▶ [What you are asked to do]: Return, from the data below, each line that contains the word "white".

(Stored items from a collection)

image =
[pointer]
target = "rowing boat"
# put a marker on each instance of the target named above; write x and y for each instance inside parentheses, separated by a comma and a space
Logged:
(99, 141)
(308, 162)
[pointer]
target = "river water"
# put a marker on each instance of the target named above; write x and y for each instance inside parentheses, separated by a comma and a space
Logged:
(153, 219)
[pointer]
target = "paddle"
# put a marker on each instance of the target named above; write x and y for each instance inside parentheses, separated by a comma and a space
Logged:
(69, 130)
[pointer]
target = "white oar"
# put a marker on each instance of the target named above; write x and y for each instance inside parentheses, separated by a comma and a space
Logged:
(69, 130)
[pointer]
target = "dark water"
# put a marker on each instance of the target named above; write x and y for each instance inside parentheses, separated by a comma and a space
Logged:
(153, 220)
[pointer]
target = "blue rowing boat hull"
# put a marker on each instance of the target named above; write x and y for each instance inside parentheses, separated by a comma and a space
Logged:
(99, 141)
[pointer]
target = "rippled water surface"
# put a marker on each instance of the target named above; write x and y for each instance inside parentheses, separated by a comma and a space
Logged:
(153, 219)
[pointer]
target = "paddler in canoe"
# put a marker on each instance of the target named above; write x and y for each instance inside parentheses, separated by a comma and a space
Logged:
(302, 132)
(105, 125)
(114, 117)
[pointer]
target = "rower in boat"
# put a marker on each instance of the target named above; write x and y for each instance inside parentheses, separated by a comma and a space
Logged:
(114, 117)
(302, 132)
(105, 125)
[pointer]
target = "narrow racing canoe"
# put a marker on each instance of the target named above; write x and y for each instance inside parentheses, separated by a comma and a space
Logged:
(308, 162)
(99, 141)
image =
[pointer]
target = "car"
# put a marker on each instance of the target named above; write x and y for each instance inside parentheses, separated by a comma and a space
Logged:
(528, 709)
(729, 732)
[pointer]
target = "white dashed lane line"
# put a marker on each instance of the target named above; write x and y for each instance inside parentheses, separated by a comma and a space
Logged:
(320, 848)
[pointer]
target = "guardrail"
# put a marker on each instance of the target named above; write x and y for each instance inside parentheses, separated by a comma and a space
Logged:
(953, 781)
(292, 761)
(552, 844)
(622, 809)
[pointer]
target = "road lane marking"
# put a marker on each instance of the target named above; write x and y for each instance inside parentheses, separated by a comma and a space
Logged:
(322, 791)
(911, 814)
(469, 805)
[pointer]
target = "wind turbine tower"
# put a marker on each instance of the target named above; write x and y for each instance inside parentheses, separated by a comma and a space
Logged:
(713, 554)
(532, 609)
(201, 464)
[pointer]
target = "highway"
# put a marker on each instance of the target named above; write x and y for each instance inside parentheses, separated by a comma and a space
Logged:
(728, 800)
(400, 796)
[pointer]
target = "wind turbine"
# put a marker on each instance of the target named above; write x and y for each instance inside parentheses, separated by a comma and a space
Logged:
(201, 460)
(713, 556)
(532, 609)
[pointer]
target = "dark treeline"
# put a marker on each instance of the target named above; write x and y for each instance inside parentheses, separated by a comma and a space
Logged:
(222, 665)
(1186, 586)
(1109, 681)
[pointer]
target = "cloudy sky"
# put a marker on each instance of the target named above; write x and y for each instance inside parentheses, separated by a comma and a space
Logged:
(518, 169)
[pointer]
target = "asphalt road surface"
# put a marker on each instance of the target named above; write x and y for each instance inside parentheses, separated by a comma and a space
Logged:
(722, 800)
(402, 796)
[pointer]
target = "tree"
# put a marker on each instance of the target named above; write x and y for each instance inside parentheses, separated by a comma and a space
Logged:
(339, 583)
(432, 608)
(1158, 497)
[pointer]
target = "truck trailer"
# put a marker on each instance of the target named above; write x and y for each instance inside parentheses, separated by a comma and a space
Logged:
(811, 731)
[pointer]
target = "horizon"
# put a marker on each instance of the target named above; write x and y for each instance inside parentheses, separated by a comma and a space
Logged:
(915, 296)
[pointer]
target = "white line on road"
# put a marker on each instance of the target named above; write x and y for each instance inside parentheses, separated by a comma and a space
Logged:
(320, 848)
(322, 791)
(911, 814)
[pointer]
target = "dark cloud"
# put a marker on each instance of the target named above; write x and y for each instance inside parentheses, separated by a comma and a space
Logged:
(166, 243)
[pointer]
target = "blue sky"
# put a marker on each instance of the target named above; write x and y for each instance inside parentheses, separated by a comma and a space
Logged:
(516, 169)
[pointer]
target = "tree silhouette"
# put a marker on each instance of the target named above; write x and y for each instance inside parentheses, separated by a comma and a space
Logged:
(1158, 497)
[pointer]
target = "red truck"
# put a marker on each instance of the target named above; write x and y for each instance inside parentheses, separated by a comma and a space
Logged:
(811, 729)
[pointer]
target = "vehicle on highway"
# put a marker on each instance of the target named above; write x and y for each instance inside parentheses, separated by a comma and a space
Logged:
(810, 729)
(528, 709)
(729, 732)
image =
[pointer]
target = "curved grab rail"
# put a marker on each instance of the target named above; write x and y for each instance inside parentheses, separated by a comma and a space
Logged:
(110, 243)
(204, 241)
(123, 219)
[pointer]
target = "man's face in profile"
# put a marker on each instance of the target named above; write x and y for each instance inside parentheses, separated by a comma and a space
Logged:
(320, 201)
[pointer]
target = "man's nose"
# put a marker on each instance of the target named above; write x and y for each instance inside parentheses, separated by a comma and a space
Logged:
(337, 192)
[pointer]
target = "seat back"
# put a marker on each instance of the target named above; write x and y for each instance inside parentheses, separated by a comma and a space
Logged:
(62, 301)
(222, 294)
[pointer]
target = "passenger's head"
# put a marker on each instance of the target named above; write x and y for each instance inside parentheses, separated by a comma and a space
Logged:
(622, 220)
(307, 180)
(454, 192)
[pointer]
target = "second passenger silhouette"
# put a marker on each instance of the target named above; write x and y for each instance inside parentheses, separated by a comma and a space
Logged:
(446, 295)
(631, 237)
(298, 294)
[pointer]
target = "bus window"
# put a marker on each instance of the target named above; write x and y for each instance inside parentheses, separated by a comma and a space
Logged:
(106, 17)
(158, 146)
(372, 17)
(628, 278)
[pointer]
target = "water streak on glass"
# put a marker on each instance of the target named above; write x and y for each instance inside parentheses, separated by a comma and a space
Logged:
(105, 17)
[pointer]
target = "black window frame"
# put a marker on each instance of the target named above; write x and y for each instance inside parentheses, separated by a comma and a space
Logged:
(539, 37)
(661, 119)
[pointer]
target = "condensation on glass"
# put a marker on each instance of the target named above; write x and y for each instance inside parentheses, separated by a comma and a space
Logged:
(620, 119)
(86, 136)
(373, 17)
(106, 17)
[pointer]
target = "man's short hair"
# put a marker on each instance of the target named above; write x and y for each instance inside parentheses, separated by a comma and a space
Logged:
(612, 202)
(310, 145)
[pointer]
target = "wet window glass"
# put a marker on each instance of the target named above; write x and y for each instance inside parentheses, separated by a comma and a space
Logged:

▶ [Solution to the exercise]:
target = "white oar"
target = "white dashed lane line"
target = "white line on road"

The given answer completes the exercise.